Rows that point to named objects
----------
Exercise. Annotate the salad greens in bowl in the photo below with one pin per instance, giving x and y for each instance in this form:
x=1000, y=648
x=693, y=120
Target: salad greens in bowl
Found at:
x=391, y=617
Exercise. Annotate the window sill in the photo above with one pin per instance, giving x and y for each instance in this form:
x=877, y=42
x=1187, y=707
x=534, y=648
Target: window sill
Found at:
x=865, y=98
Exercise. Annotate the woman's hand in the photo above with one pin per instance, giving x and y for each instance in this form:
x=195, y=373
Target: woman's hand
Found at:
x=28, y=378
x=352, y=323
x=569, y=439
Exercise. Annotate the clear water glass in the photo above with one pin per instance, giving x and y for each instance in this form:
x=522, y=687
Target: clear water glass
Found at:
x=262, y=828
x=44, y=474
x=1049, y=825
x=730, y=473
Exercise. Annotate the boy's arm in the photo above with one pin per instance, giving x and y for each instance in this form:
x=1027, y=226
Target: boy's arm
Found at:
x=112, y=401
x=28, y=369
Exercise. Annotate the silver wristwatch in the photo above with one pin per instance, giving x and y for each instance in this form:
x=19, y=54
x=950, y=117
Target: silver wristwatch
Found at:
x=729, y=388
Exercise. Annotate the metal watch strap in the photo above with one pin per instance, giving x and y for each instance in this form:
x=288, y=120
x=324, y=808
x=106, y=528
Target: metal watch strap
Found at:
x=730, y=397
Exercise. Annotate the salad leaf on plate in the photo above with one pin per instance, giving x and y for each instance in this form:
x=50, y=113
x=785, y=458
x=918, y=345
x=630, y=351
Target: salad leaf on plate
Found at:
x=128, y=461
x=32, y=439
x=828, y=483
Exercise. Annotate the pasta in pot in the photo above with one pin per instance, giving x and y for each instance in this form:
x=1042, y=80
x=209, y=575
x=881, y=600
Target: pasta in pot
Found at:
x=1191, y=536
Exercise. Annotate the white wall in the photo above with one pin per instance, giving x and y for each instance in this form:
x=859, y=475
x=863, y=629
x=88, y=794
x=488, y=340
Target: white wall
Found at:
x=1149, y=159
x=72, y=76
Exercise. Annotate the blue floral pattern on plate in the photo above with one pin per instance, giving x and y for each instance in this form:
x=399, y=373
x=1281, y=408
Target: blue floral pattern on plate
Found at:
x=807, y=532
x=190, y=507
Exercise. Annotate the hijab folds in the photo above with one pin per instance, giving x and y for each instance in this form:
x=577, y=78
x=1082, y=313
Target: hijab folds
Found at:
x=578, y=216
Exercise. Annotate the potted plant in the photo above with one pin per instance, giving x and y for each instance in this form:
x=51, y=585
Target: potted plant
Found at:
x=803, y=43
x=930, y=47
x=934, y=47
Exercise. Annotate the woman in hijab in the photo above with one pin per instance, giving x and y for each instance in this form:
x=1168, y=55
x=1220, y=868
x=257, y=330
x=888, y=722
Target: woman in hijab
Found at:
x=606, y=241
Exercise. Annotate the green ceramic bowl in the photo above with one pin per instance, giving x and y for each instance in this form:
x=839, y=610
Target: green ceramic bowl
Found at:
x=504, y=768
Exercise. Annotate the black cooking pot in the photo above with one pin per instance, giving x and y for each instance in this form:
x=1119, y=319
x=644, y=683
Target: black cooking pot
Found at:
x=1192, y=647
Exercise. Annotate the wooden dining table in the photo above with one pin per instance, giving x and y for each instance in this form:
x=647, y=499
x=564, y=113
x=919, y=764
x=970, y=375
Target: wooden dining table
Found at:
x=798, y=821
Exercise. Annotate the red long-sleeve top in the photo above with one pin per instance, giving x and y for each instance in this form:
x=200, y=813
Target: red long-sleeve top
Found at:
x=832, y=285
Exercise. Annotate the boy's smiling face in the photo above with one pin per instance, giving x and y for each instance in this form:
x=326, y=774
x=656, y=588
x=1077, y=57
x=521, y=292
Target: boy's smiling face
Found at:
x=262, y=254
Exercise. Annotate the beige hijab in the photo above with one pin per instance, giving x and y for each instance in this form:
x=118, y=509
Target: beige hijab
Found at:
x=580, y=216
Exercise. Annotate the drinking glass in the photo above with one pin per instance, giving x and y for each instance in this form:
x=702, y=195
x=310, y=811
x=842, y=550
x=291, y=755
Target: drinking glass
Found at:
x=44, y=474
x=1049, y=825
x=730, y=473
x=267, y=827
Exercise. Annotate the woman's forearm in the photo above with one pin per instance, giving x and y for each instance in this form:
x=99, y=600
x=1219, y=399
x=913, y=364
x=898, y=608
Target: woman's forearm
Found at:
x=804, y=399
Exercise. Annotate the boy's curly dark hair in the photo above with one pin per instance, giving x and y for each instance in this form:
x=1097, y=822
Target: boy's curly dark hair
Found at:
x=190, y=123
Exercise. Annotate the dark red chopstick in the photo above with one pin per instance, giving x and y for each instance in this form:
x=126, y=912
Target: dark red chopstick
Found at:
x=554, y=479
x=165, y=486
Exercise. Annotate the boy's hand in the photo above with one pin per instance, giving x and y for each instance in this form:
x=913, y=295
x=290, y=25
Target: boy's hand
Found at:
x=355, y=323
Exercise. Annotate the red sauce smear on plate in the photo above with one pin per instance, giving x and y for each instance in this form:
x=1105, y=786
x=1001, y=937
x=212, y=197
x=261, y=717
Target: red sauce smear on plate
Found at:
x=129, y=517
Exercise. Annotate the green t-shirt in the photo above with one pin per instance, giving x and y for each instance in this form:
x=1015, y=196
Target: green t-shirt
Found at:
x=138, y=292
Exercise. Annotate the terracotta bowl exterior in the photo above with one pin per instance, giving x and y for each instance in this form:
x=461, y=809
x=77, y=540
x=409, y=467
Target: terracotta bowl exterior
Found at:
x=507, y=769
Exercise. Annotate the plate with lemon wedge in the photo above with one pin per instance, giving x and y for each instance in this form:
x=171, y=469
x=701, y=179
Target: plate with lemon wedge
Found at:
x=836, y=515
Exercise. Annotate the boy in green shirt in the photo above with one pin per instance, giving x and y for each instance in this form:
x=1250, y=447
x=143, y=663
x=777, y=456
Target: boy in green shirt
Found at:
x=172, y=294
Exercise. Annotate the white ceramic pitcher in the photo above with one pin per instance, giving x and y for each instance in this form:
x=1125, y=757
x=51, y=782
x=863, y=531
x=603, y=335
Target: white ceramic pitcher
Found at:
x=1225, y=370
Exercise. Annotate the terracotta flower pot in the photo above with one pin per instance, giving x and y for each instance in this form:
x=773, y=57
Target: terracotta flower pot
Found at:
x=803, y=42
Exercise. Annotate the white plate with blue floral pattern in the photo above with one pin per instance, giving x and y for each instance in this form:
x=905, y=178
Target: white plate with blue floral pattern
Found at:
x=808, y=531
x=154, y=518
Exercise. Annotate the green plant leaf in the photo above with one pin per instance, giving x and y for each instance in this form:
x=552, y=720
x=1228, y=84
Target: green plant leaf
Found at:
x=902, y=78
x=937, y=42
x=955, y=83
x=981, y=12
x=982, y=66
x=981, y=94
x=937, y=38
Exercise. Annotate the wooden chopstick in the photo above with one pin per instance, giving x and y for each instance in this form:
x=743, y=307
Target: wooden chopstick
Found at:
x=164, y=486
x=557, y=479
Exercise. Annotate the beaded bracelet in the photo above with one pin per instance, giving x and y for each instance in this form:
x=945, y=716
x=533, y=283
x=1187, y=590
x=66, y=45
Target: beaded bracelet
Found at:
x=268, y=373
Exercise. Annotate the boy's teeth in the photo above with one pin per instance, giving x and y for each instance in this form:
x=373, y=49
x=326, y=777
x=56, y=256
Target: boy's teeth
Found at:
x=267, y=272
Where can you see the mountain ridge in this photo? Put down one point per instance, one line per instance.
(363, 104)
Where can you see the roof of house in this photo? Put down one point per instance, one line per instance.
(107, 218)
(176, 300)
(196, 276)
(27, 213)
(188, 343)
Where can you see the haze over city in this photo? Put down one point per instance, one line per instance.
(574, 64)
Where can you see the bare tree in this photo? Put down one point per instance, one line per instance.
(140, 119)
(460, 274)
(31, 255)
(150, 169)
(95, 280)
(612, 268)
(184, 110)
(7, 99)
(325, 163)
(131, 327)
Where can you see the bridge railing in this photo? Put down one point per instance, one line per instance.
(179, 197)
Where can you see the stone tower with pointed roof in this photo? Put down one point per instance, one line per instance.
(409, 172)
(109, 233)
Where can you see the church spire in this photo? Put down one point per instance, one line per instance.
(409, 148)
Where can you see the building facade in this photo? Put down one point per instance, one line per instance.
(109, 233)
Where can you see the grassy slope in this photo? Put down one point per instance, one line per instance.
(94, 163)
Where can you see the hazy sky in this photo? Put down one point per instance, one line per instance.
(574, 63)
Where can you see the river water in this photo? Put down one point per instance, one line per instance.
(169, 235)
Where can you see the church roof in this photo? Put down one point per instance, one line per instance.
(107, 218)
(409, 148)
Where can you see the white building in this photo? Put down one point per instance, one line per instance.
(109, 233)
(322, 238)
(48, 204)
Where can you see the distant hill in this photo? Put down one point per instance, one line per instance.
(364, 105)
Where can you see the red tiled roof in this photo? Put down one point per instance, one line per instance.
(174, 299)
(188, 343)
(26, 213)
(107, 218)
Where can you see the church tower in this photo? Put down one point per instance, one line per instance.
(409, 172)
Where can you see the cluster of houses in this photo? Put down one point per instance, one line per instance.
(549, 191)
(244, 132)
----------
__Goal of the exercise__: Reproduce the lines verbatim, starting at the line containing "Exercise. Annotate the window" and ending after the line containing "x=865, y=98".

__The completed task__:
Exercise. Annotate the window sill in the photo above with one pin per instance, giving x and y for each instance in this form:
x=877, y=42
x=1187, y=707
x=534, y=648
Target: window sill
Found at:
x=865, y=98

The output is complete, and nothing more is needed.